We’re making sure the Extractor identifies what and where it extracted to make it easy for an Integrator to pick it up. For example storing a “extracted” folder path on the instance, e.g. like instance.data['extractDir'] = path.

I’m assuming this is the most straight-forward way since “searching” for extracted data is quite a broad and undefined search. You’d still need to search it in a certain location to be of adequate use (and speed for that matter).

How were you thinking you’d use an Integrator without a clue where data is extracted?
Like how were you seeing an alternative being used?

Well this is where I was getting confused and blurring the lines between extractors and integrators. Currently I’m relying on all extracted data being located next to the scene file, which means I can make assumptions in the integration about where the data is.

Think I’ll get into putting the responsibility onto the extractor to tell the integrators where the data is:)

All our Extractors inherit from a specific base class. I think it’s even the Magenta extractor class. This way they all use the same behavior.

Basically in this folder we’d save the content for each instance and the integrator finds that.

Source material:
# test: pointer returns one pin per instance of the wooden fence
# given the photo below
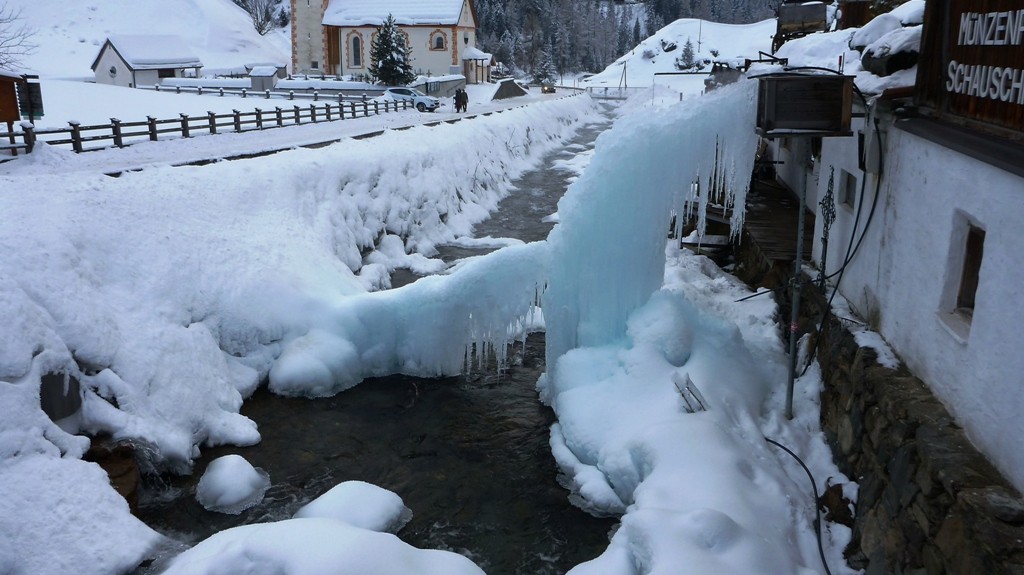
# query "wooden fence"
(119, 134)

Your goal: Continue the forum thread about extractors and integrators, starting right after its last sentence.

Written answer:
Actually now looking at that class there it seems to be somewhat confusing since it seems to take a context whereas we’re passing it an instance so the data gets stored where it belongs to. The folder for the instance. :slight_smile:

I’ve decided at the very start, to leave this to extractor. I came with some kind of internal guideline to make it consistent to certain degree.

Extractor always sets instance.data['outputPath'] and integrator uses that. Different extractors use a variation of that data outputPath_ma, outpuPath_abc, outputPath_obj, to differentiate between them.

Integrator the goes through these, and cleans up accordingly https://github.com/mkolar/pyblish-kredenc/blob/master/pyblish_kredenc/plugins/maya/integrate_asset.py#L16

I was thinking of maybe doing something similar, but have instance.data["outputPaths"] which would be a dict holding the sequence name and files extracted;

{"path/to/file.%04d.png": ["path/to/file.0001.png", "path/to/file.0002.png"],
"path/to/other_file.png": ["path/to/other_file.png"]}

As of now we imagine having the extractors to populate a list (instance.data[‘ftrack_components’]), with dictionaries containing the path and necessary information for the integration step.

Depending on how things are done and if the path that the extractor is yielding is deterministic I guess the integrator should be able to generate the same path from a given instance + context?

Yeah, I guess the best option is to have as “stupid”/simple integrators as possible, so they can be concentrated on one task.

I’ll give you the idealistic view of what an Extractor should know, keeping in mind that in practice some of this may be bent.

This is an expansion of the CVEI definition from the Wiki, in particular the note on “out-of-band” access.

If we think of CVEI as a self-contained unit within which input enters through Collection and output exits through Integration, then Extraction should know nothing about the surrounding pipeline.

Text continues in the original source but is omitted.